━━━━━ Supplied passage ━━━━━

A thoughtful study of the problems facing foreign policy makers.
This special issue of International Organization probes the relationship between the United States and multilateral organizations. It highlights the major choices the United States will confront during the next decade.
The editor of the collection, Lawrence S. Finkelstein, was a participant in the conference that formed the United Nations, was for many years Vice President of the Carnegie Endowment for International Peace, and had been since 1967 Acting Dean of the Graduate School of Arts and Sciences at Brandies University.
Finkelstein's own essay and that of Vermon Aspaturian maintain that the United States had a relatively easy role in peace keeping in the less sophisticated days of Soviet policy under Stalin. But the changing nature of Communist opposition, the rapid growth of the international constituency, and the misfortunes of U.S. intervention in Cuba, the Dominican Republic, and Vietnam make her relationships with fellow members of NATO, OAS, and the developing countries more tenuous.
RFD urges that, in the face of the limited effectiveness of peace-keeping organizations and pressures for unilateral action within the United States as within every country, our leaders should look to means of strengthening the U.N and act multilaterally in a hungry world.

━━━━━

**Your goal:** Carry on the passage about the United States and multilateral organizations, beginning after its final sentence.

━━━━━ Source information ━━━━━

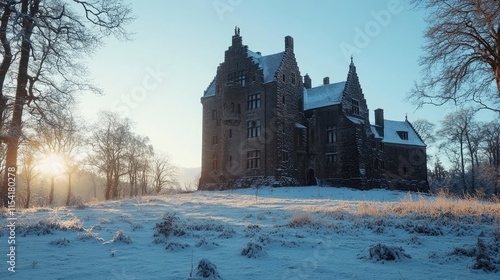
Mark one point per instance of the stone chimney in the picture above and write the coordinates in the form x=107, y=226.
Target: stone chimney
x=307, y=81
x=289, y=43
x=379, y=120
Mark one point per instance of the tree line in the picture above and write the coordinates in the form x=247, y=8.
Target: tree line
x=471, y=150
x=119, y=162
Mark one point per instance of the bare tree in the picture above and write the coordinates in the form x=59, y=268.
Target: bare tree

━━━━━

**Output of the exercise:**
Other studies in this book are Joseph Nye's examination of the issues of regional organization and an essay by David Kay about the literature on United States Policy and International Organizations.
The book is a thoughtful study of the problems facing foreign policy makers. It is recommended to anyone who wishes to have a better understanding of what constitutes international crises and the fundamental choices to be made.
Other Contributors
Vernon V. Aspaturian, Patricia W. Blair, Lincon P. Bloomfield, Inis L. Claude, Jr., Louis Henkin, David A. Kay, Peter B. Kenen, and Joseph S. Nye. And a final article has been contributed by a well qualified authority who adopts the pseudonym RFD as a means of anonymity.